The lines to find are those in the entries that hold the word "Report"; copy every one of them.

** Source material follows **

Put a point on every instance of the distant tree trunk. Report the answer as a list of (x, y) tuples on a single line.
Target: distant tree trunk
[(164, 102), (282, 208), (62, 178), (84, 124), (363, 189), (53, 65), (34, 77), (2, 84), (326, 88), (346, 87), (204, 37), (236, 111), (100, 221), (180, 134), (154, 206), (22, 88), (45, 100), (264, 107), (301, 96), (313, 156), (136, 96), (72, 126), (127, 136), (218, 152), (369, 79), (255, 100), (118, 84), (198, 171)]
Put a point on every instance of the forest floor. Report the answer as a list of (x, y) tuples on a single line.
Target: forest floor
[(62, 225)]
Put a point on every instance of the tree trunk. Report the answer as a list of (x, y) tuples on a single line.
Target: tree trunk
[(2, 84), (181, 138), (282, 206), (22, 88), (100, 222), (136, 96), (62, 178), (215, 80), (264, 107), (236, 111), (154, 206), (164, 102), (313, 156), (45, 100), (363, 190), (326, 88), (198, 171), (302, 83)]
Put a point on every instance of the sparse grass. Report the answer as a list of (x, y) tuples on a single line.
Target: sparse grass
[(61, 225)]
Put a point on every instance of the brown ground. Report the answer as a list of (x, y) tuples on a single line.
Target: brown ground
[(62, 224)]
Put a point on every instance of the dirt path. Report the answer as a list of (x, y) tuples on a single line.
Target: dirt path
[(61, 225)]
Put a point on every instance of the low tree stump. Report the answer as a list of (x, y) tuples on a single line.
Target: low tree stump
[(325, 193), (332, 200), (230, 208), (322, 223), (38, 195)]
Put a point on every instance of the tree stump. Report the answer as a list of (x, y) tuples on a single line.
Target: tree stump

** End of Source material **

• Task solution
Put a point on every instance of the distant tree trunk. Report the answer as a list of (x, y) tuples on a single line.
Put a point on every instance of the forest floor. Report the answer as a list of (x, y) tuples on a single line.
Put a point on every instance of the tree trunk. Report the answer as a list of (x, y) tuples on a single line.
Put a point on every instance of the sparse grass. Report the answer as a list of (x, y) tuples on a single line.
Put a point on every instance of the brown ground. Report the answer as a list of (x, y) tuples on a single line.
Put a point on every instance of the dirt path. Report the answer as a list of (x, y) tuples on a single line.
Put a point on every instance of the low tree stump. Report the answer as a list of (x, y) tuples on a single line.
Put a point on every instance of the tree stump. Report the answer as a list of (x, y) tuples on a single line.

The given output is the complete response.